Entries from a point annotation set
========================================

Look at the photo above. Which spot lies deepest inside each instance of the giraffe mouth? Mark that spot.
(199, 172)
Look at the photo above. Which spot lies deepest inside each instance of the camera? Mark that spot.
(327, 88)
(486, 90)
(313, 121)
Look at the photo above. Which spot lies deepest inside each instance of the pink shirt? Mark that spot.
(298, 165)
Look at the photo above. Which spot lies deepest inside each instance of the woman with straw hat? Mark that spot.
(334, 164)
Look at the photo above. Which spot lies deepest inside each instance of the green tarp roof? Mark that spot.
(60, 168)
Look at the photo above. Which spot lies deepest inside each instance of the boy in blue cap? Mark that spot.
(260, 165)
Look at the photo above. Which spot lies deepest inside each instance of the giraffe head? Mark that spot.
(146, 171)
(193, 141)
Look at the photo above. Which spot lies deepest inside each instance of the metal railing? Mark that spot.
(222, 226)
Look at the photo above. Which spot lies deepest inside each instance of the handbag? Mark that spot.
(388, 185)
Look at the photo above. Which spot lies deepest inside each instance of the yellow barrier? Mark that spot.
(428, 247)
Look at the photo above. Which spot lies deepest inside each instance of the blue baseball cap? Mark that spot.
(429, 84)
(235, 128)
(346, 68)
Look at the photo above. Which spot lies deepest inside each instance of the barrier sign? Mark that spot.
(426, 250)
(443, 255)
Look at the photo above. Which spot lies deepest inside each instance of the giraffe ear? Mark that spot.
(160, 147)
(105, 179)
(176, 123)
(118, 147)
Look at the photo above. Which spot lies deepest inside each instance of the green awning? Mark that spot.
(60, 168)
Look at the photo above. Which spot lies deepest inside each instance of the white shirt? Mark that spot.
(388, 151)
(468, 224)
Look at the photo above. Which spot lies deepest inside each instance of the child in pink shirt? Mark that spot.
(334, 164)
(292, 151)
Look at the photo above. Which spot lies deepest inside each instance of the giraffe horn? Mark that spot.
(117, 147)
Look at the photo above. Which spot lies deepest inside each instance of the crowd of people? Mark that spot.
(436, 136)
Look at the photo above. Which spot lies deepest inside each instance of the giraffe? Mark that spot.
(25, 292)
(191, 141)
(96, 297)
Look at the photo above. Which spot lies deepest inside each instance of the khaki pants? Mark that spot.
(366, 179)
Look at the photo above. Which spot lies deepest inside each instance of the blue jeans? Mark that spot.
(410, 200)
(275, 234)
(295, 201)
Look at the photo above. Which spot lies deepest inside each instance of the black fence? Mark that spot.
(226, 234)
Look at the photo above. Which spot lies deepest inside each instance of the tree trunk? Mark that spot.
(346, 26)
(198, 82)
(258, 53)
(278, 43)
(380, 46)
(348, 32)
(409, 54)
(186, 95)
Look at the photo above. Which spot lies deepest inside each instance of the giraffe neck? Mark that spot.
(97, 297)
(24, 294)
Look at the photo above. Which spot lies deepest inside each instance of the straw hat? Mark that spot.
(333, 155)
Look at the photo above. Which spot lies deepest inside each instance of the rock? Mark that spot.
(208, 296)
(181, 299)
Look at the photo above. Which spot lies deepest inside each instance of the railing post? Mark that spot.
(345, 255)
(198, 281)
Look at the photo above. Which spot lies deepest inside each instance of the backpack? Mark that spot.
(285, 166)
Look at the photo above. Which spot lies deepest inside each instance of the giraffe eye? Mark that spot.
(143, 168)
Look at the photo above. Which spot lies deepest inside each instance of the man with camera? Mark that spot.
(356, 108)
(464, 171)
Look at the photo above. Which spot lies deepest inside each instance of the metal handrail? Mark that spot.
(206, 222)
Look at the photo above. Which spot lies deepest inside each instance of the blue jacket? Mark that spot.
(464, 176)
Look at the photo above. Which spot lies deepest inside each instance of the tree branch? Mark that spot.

========================================

> STATED TASK
Give the lines as a JSON list of strings, one string per line with blank lines left out, starting with the line containing "eye? Mark that spot." and continuing through the end of the records.

> COMPLETE ANSWER
[
  "Look at the photo above. Which spot lies deepest inside each instance of the giraffe eye? Mark that spot.",
  "(143, 168)",
  "Look at the photo above. Which spot lies deepest inside each instance of the man with camera? Mark that spot.",
  "(356, 108)",
  "(464, 171)",
  "Look at the photo above. Which spot lies deepest inside each instance of the metal handrail? Mark that spot.",
  "(206, 222)",
  "Look at the photo above. Which spot lies deepest inside each instance of the blue jacket? Mark that spot.",
  "(464, 176)",
  "Look at the photo above. Which spot lies deepest inside each instance of the tree branch? Mark that spot."
]